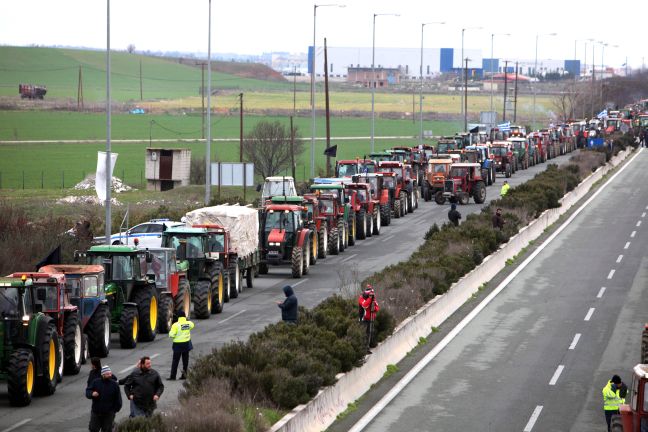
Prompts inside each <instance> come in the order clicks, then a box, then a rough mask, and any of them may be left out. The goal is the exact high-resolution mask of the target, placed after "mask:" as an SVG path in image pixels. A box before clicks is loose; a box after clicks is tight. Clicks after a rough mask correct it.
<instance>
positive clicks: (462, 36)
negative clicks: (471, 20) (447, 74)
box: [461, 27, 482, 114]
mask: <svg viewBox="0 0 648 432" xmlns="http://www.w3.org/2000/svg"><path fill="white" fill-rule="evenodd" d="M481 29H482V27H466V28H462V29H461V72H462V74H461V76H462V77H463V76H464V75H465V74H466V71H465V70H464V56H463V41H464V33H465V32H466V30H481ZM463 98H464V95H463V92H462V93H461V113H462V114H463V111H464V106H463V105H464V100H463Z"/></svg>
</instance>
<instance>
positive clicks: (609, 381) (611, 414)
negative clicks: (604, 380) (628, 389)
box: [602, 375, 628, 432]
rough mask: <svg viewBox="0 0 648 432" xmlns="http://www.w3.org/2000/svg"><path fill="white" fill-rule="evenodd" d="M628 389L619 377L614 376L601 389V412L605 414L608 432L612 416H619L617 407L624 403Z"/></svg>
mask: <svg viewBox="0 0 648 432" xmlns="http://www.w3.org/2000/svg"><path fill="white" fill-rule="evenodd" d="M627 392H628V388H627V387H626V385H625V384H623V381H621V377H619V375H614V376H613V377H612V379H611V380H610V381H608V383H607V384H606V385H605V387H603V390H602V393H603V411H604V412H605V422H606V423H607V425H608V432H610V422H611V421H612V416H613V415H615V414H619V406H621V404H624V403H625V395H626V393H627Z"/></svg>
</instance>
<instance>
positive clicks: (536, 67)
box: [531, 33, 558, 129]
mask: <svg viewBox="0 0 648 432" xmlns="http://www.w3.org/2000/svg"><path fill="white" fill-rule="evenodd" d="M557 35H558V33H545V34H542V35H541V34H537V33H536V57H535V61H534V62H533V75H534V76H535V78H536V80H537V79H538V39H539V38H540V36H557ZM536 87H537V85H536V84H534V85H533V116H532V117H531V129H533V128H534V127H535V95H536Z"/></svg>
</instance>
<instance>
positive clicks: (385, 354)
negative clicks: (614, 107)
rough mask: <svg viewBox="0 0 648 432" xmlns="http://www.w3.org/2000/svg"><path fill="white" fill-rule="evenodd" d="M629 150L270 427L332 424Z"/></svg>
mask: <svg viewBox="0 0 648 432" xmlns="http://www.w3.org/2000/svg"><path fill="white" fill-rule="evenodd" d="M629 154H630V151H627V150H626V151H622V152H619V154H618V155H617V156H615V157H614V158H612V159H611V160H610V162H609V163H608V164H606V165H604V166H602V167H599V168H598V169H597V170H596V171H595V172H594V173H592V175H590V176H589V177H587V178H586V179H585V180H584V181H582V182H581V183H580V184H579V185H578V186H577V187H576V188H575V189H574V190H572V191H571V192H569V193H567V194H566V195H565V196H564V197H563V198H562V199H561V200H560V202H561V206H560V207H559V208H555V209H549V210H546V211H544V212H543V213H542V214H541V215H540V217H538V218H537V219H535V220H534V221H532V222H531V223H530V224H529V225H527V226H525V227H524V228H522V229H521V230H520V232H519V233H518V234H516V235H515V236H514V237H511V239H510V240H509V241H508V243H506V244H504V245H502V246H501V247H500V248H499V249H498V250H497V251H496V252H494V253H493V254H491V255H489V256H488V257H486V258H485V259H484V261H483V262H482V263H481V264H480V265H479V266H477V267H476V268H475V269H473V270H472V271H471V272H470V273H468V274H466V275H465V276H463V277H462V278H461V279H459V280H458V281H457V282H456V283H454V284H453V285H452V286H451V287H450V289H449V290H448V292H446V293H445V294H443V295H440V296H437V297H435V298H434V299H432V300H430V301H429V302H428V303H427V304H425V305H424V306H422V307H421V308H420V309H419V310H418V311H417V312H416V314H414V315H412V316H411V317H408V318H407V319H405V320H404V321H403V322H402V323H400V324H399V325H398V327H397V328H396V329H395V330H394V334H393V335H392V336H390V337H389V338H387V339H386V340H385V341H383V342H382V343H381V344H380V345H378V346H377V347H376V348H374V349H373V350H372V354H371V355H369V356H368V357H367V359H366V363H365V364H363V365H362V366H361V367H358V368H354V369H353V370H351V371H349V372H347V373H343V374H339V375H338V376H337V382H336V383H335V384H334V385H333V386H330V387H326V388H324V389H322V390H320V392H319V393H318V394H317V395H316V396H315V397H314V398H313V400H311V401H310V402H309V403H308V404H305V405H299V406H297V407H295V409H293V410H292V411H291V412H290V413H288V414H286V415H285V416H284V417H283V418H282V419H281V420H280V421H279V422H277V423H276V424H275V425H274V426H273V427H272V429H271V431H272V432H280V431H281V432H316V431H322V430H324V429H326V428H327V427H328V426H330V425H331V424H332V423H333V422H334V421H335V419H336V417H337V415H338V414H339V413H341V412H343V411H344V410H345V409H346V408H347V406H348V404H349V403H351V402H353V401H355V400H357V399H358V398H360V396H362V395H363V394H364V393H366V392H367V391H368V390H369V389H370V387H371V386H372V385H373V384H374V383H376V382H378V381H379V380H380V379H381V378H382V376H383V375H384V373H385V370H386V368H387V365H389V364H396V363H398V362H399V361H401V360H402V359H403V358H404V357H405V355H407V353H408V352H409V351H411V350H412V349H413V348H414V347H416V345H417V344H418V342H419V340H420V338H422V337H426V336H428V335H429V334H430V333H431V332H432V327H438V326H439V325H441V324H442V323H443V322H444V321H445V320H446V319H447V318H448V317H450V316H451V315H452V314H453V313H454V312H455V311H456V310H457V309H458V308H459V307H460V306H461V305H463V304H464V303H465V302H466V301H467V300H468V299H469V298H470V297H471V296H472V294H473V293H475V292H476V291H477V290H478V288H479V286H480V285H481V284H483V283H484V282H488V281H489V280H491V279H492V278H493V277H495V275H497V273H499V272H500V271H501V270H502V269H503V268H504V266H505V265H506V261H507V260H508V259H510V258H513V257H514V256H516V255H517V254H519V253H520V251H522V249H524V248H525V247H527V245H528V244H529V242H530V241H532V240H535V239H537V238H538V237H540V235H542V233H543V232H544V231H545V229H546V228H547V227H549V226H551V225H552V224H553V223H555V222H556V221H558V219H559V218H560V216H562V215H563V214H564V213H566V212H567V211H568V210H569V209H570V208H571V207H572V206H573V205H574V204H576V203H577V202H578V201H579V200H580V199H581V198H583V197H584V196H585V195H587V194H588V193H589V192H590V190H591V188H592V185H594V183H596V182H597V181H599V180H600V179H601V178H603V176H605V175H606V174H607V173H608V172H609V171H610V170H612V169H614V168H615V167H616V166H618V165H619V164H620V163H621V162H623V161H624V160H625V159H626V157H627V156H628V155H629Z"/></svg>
────
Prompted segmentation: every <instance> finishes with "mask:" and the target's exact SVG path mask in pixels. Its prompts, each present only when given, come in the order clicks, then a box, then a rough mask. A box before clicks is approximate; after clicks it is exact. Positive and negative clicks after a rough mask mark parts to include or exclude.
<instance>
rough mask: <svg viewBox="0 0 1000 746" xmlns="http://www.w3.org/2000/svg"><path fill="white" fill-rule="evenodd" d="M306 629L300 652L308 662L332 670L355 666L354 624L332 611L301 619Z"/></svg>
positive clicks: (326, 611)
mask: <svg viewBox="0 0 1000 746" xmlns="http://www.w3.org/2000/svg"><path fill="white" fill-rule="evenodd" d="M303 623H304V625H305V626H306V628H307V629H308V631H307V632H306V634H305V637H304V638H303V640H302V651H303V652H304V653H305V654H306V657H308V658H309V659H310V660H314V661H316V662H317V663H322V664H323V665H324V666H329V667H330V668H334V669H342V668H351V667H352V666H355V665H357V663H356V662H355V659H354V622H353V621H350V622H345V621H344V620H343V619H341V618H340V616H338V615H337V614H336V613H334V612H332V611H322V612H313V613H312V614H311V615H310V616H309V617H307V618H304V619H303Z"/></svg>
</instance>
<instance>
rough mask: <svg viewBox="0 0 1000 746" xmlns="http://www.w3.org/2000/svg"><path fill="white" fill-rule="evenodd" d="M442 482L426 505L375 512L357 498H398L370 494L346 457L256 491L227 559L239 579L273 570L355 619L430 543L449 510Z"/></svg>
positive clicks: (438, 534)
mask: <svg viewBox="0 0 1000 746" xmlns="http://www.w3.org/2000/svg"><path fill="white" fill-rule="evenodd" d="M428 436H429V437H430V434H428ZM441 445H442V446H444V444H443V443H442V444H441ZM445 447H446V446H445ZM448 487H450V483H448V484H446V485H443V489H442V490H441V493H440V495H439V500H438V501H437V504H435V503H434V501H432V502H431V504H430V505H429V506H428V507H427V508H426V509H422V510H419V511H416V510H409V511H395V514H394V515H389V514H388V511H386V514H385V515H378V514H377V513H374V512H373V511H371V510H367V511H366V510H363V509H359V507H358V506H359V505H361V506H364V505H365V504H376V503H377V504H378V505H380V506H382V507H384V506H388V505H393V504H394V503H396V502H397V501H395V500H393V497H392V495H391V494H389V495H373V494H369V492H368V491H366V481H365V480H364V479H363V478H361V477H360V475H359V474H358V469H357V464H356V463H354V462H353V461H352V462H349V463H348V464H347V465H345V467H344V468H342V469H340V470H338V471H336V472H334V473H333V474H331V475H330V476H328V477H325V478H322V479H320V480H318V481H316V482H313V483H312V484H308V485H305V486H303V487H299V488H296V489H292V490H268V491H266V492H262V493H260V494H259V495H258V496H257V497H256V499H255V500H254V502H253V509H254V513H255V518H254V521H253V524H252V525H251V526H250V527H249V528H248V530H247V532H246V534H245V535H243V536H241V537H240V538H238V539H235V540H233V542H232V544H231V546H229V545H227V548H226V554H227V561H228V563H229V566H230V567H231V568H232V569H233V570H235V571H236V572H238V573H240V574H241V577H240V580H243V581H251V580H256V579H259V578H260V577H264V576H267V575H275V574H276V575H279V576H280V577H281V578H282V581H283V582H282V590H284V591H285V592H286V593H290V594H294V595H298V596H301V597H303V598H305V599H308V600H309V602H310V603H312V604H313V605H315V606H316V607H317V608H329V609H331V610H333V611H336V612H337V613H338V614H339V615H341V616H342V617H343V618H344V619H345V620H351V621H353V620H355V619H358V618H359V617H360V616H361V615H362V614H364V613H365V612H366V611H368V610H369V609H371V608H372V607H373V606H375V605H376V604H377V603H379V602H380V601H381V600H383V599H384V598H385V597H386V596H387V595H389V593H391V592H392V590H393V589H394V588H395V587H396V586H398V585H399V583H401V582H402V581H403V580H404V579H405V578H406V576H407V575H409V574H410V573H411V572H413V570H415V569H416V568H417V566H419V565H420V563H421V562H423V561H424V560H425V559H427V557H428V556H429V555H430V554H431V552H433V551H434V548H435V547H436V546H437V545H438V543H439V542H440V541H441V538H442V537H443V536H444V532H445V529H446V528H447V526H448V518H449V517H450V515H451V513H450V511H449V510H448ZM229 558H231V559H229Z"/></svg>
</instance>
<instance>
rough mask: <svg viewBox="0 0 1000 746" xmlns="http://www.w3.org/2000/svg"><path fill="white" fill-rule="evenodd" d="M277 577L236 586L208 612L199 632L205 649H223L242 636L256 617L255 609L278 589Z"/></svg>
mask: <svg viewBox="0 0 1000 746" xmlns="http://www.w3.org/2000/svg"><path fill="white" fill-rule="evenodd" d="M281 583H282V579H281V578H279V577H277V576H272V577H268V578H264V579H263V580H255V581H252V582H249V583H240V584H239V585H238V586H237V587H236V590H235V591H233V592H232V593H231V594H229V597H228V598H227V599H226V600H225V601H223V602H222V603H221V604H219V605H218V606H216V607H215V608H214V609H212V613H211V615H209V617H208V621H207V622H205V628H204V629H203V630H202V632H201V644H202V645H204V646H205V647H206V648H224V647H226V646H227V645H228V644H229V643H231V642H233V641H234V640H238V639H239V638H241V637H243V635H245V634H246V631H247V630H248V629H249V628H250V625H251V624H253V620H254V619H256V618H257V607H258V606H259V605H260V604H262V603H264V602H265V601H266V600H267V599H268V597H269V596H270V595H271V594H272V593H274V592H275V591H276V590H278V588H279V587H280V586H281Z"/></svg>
────
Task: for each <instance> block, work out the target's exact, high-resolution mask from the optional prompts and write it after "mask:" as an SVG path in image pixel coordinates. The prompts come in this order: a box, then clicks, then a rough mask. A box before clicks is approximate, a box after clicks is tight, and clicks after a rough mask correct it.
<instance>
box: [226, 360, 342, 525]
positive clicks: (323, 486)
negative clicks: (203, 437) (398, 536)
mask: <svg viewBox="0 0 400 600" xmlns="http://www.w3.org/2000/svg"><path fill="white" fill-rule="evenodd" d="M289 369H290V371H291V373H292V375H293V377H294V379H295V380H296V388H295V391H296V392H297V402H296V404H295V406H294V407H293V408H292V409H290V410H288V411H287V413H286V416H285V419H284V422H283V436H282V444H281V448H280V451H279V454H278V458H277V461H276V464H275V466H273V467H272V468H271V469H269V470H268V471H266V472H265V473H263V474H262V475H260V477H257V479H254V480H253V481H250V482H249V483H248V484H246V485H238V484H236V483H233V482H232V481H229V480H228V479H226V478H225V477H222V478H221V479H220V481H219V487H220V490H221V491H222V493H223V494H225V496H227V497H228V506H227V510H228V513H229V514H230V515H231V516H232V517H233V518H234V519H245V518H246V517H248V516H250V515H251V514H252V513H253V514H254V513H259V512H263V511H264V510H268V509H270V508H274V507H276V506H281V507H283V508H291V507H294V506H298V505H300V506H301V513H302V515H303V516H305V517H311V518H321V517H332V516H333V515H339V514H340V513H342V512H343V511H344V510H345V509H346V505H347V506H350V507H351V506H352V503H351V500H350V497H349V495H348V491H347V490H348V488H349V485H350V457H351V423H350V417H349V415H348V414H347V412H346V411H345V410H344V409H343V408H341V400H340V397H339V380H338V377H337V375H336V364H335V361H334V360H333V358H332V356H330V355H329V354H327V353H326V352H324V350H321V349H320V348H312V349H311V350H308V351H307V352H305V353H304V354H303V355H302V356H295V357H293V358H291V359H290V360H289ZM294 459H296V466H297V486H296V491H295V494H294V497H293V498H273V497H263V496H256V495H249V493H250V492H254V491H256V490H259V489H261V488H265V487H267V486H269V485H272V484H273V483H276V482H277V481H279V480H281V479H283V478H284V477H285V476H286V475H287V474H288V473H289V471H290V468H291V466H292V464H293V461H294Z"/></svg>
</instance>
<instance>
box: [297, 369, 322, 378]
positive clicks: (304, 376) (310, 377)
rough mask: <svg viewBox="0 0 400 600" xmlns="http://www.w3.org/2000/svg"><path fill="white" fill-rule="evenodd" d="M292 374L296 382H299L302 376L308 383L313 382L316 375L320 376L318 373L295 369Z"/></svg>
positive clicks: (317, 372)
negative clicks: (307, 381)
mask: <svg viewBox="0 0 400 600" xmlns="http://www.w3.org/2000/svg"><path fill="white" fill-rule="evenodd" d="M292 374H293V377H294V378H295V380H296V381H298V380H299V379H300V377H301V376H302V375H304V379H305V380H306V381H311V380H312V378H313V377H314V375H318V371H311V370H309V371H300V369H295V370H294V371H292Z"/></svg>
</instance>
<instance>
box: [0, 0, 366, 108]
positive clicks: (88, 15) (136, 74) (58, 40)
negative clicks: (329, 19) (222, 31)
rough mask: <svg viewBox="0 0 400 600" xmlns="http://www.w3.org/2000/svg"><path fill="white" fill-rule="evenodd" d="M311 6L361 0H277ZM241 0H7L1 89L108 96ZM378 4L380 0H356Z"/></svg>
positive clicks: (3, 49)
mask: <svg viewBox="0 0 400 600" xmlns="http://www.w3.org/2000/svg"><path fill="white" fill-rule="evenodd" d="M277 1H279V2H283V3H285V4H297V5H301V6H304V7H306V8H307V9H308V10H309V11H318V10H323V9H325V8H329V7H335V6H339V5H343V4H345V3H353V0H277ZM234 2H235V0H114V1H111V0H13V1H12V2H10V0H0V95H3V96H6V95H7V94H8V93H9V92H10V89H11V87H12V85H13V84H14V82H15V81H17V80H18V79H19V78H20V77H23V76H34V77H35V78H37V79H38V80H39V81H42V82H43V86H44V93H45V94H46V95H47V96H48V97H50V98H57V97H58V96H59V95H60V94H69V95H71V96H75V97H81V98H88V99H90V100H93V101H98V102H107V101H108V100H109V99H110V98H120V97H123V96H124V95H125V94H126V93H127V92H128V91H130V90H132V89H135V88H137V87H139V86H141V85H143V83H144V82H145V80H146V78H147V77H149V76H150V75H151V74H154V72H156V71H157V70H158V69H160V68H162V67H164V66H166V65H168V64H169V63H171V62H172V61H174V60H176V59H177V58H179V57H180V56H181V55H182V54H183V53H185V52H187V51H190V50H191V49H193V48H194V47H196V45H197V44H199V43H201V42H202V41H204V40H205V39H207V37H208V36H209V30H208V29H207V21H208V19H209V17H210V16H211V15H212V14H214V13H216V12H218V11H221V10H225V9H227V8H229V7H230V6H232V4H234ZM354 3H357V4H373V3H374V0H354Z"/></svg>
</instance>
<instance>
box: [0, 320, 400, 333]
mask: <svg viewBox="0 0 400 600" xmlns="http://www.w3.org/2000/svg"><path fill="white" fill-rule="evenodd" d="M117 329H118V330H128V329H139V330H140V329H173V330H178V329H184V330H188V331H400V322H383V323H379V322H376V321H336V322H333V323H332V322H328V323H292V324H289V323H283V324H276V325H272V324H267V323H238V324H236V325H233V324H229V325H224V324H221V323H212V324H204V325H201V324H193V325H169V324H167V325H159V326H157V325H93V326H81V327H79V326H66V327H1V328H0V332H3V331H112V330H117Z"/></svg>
────
• [Required work]:
Write out the part of the material above that opens with the line containing "Prompts inside each" and closes with the line containing "box: [461, 27, 482, 114]" as a numbered list, omitting blank lines.

• [Response]:
1. Prompts inside each <instance> come in the order clicks, then a box, then a rough mask, and any of them may be left out. The goal is the exact high-resolution mask of the target, placed after "mask:" as an SVG path in image pixels. A box before clicks is loose; a box after clicks is tight. Clicks after a rough mask correct it.
2. <instance>
3. positive clicks: (462, 36)
4. negative clicks: (471, 20) (447, 74)
5. box: [461, 27, 482, 114]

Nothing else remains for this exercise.